» **Extracted listing**
---------------
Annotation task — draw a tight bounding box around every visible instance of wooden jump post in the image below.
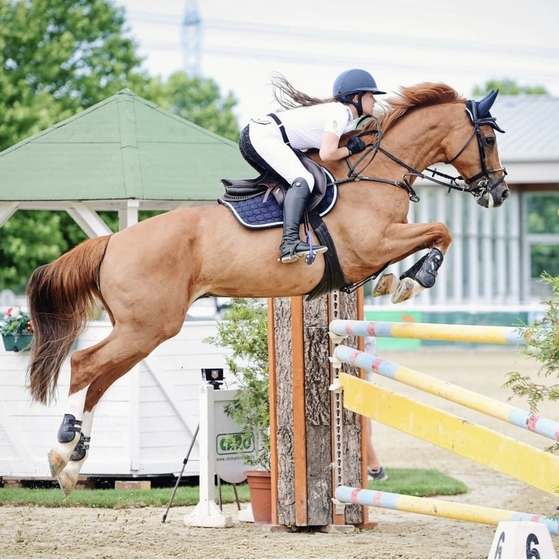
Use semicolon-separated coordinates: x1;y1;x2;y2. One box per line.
268;289;368;530
330;320;559;534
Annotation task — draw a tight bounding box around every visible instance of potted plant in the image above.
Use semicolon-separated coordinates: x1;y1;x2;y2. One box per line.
1;307;33;352
207;299;272;523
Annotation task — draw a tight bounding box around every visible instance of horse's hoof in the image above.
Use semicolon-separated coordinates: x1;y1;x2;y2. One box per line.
57;472;77;498
48;449;68;477
373;273;396;297
392;277;417;303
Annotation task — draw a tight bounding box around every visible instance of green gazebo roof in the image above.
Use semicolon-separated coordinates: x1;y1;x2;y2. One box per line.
0;90;252;207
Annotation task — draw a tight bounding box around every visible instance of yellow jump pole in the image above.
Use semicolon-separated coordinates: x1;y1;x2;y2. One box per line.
339;372;559;495
334;344;559;441
335;486;559;535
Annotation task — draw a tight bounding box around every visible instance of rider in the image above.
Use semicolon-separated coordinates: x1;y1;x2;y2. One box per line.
239;69;386;263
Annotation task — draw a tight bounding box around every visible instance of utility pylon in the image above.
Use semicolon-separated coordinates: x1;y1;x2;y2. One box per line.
182;0;202;76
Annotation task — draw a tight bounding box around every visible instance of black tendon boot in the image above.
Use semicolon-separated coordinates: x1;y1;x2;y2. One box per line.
279;177;328;263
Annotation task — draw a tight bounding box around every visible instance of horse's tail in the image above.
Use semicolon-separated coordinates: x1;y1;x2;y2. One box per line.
26;235;111;404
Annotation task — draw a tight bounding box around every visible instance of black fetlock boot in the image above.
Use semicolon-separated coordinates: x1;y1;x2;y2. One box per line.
279;177;328;263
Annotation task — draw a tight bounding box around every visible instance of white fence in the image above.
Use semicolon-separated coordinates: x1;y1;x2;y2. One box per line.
0;321;233;477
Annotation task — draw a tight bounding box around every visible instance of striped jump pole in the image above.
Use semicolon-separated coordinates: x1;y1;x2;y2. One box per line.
335;486;559;535
334;344;559;441
338;372;559;496
330;319;526;346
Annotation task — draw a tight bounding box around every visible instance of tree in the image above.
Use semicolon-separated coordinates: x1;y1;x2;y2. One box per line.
472;80;549;97
0;0;148;150
143;71;239;142
504;272;559;453
0;0;239;292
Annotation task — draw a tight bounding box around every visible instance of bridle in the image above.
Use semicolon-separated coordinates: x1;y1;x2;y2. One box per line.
337;101;507;202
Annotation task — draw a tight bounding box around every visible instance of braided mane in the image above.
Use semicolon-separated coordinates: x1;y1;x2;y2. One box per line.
362;82;465;133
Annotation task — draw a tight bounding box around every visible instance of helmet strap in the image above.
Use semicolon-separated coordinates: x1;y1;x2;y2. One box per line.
338;92;363;117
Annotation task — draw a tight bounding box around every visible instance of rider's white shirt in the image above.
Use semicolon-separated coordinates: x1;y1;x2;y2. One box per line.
266;102;353;150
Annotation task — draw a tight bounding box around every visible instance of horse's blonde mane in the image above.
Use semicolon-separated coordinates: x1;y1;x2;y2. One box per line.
362;82;465;132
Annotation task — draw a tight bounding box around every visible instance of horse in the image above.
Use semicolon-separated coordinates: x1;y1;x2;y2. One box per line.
27;83;509;495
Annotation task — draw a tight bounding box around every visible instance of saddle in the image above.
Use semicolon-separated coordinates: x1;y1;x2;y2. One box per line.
218;150;352;301
219;150;334;212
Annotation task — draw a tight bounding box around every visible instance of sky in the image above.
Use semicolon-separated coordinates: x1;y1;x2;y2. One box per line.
113;0;559;126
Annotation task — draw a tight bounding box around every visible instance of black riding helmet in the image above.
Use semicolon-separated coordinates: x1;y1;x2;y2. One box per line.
332;68;386;117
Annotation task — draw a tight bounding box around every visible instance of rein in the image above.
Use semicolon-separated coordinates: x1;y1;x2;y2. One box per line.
337;109;507;202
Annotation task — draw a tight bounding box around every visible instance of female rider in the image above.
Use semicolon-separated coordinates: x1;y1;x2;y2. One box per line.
239;69;386;263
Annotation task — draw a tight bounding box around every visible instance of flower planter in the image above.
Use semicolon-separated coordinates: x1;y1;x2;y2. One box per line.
245;471;272;525
2;334;33;352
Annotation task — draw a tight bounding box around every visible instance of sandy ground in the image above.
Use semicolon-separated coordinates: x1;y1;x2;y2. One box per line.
0;348;559;558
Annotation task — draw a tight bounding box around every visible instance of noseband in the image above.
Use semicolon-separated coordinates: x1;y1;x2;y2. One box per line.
338;101;507;202
445;101;507;198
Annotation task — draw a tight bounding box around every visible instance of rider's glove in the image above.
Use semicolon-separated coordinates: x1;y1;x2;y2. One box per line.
346;136;366;156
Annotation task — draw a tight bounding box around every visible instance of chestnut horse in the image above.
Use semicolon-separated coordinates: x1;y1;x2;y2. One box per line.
27;84;509;495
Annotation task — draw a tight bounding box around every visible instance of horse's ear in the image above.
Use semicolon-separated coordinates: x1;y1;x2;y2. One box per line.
476;89;499;119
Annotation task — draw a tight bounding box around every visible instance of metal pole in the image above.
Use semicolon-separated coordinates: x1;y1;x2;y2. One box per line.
161;424;200;523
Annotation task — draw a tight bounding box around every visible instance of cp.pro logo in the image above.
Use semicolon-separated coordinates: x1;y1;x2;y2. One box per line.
216;432;254;455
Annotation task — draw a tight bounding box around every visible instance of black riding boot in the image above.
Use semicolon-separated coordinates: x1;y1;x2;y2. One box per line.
280;177;328;263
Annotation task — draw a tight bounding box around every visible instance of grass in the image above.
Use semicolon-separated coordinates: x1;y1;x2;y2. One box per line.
369;469;468;498
0;469;468;509
0;484;250;509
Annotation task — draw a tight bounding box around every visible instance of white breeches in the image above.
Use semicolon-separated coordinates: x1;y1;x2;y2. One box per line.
249;117;314;192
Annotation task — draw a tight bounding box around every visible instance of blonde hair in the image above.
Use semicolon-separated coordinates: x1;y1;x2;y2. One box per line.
272;74;336;109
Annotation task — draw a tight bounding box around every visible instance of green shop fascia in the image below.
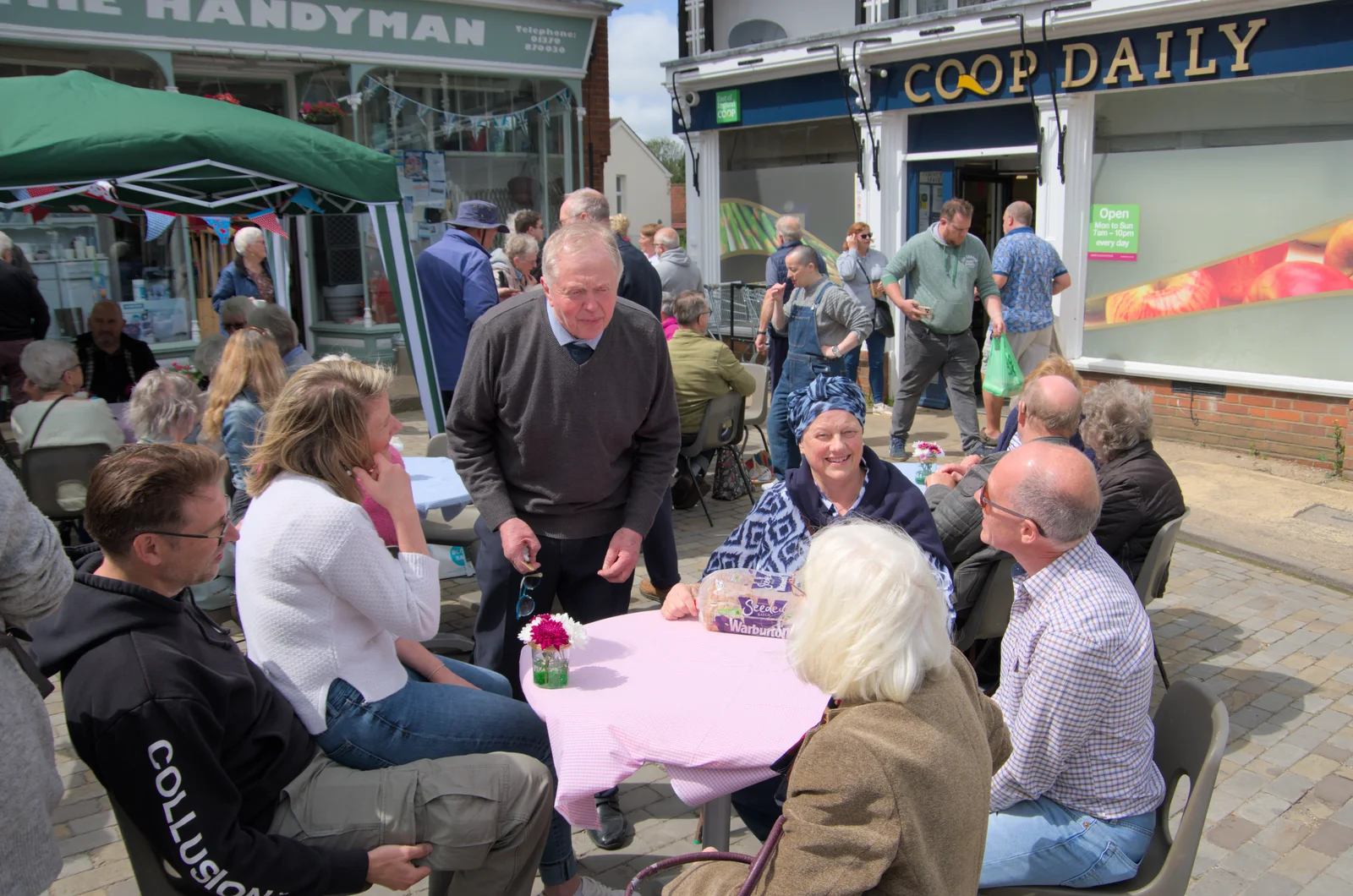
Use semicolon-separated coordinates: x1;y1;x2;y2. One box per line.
0;0;603;363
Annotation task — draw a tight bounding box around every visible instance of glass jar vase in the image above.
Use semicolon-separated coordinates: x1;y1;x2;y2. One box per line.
530;644;568;689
---------------
» **Written exercise**
Edit the whole listing so that every "Annotation task" becomes "Labeling task" and nothing else changes. Leave the pictures out of your version.

» **Response to this task**
Labeling task — draw a tight bounding box around every visible instance of wooden jump post in the image below.
Use semicolon-separated coordinates: x1;y1;x2;y2. One box per line.
268;289;368;530
330;320;559;534
Labeling task — draw a tight bounding box around every visible instance of potted plant in the image above.
Use semicolon-separated coordinates: x1;y1;x2;y2. One box per line.
1;307;33;352
207;299;272;523
Labeling task — draw a tight bounding box around every visible instance of horse's hoof in the image above.
Use semicolon-separated coordinates: x1;y1;x2;y2. One box per line.
57;472;77;498
48;449;68;477
373;273;396;297
392;277;417;303
Labeling task — draw a tight bounding box around every visible instance of green gazebo roof in the image above.
Use semicolon-separated coordinates: x1;y1;x2;y2. One box per line.
0;90;252;207
Labeling task — draw a tight bounding box around every visible instance of yellow jump pole in the image above.
Use semicolon-separated coordinates: x1;y1;x2;y2. One box per line.
339;372;559;495
334;344;559;441
335;486;559;535
Labeling task — draw a tight bounding box around every visible instance of rider in the image above.
Use semicolon-separated coordinates: x1;y1;x2;y2. One box per line.
239;69;386;263
Labeling task — draw a tight bounding box around every visible instance of utility pylon in the image above.
Use semicolon-separated coordinates: x1;y1;x2;y2. One box per line.
182;0;202;76
Labeling task — draw a tight bounding box around every visible instance of black tendon boot in the image above.
Use semicolon-separated coordinates: x1;y1;x2;y2. One box per line.
279;177;328;263
Labeling task — draw a tight bounding box around every visible instance of horse's tail in the image above.
Use semicolon-separated coordinates: x1;y1;x2;y2. One box per line.
26;235;111;404
Labeling task — draw a tight bounding box around every visible instance of black fetlock boot in the image above.
Use semicolon-separated coordinates: x1;y1;x2;y2. One box per line.
279;177;328;263
Labeling task — draw a tight bounding box around every visible instance of white fence in the image above.
Use semicolon-separated coordinates: x1;y1;x2;y2. One box per line.
0;321;233;477
Labeling task — draw a tight bounding box around every visible instance of striped jump pole in the image above.
Use semicolon-separated coordinates: x1;y1;x2;y2. One box per line.
335;486;559;535
334;344;559;441
338;372;559;496
330;319;526;346
Labeling task — draw a tight bounding box around every visible instance of tree in the image above.
Use semicolon-separated coordinates: x1;y1;x2;y2. One box per line.
472;80;549;97
0;0;148;150
143;71;239;142
504;272;559;453
0;0;239;292
Labeling task — draw a tight bounding box around every visible instance of bridle in the image above.
Use semicolon-separated coordinates: x1;y1;x2;y2. One box per line.
337;101;507;202
Labeling task — draw a tight bounding box around every visible instance of braided mane in the image above.
Use semicolon-separated coordinates: x1;y1;x2;y2. One box per line.
362;82;465;133
Labeling task — draw a tight bounding box around every visible instance of helmet strap in the image above.
Use semicolon-separated coordinates: x1;y1;x2;y2. One box per line.
338;92;363;117
Labeling task — draw a tight bounding box around every visible instance of rider's white shirt in the image above.
Use semicolon-separated coordinates: x1;y1;x2;y2. One box per line.
266;102;353;150
Labeling task — draw a tight bounding box around every visible instance of horse's blonde mane in the image above.
Use semicolon-separated coordinates: x1;y1;x2;y2. One box per line.
362;82;465;132
Labeling task — draw a tight bounding box around every visible instance of horse in the image above.
Use semicolon-separated coordinates: x1;y1;x2;y2. One box per line.
27;83;509;495
Labeling task — draw a tight bounding box around every visible instance of saddle in the image above.
Use semicolon-separated coordinates: x1;y1;x2;y2. One box per line.
218;150;352;301
219;150;334;212
Labeling task — draw a tight bounding box around every visible instance of sky in the image above.
Use semicolon-separated coordinates: x1;y1;x2;y2. One box per line.
113;0;559;126
Labeling task — draw a tight bounding box around every visible instance of black riding helmet in the image above.
Use semicolon-separated coordinates: x1;y1;x2;y2. One box per line.
332;68;386;117
Labeling task — draw a tight bounding box around every visible instance of rein in the image above.
Use semicolon-separated coordinates: x1;y1;x2;y2. One box per line.
337;109;507;202
Labeling task — draw a tight bounding box around every visible instance of female rider in the image above.
Use semicolon-separated coordinates: x1;y1;x2;y2. One box per line.
239;69;386;263
Labeling task — draw a tight bounding box around every visible instance of flower planter in the image above.
Use semicolon-separated coordinates: x1;y1;x2;y2. One box per line.
245;471;272;525
2;334;33;352
Labeling task — draw a tight bounding box around every visible instance of sandy ground in the image above.
Use semicolon-separated coordinates: x1;y1;x2;y2. One box per line.
0;348;559;558
Labeling task — draw a tight bounding box around every visible instance of noseband in the image above.
Use semicolon-separated coordinates: x1;y1;x2;y2. One box per line.
338;101;507;202
445;101;507;198
Labeling task — draw a tight bounding box around every visible instance of rider's glove in the image above.
Use semicolon-separated coordinates: x1;y1;x2;y2. One box per line.
346;136;366;156
Labeling task — draw a tight bounding box around every visible instance of chestnut horse in the image above.
Use semicolon-separated coordinates: x1;y1;x2;y2. One box per line.
27;84;509;495
Labeling task — draw a tight bounding box around every visible instance of horse's ear in the image above.
Use semicolon-separated coordinates: x1;y1;x2;y2. One box per line.
476;89;499;119
Labeling task — draw a tight bounding box around every visible instance of metal pole in the image above.
Use semicolon-separated coordinates: x1;y1;x2;y2. One box per line.
161;424;200;523
Labeling task — draw a tight bounding box around every visible instance of cp.pro logo in the image above.
Use semicolon-separated coordinates: x1;y1;x2;y2. One box per line.
216;432;254;455
Labeling task — draw a tight bounding box around every visible instance of black riding boot in the image above.
Use semicolon-separated coordinates: x1;y1;x2;y2. One box per line.
280;177;328;263
Labeling task — draw a tight bounding box around every visible instance of grass in the image above.
Use semicolon-separated coordinates: x1;y1;x2;y2. One box per line.
369;469;468;498
0;469;468;509
0;484;250;509
Labeling task — draw a tight bounding box around every visible instance of white breeches in the image above.
Use semicolon-separated coordinates: x1;y1;x2;y2. One box per line.
249;117;314;192
Labeling task — draw a tight bounding box around every visible instance of blonde hair in the image above.
Use semicolon-separated coordinates: x1;y1;x2;y2. One box per line.
272;74;336;109
Labeling task — draw a tight bounding box around every visible instance of green shop fascia in the image below.
Use semicolon-separated coordinates: x1;y1;x2;y2. One box per line.
0;0;603;363
Labeling task — draw a tight bounding box around every visible instance of glass jar vase in the image above.
Use semicolon-separated coordinates: x1;y1;x2;y2. One box per line.
530;644;568;689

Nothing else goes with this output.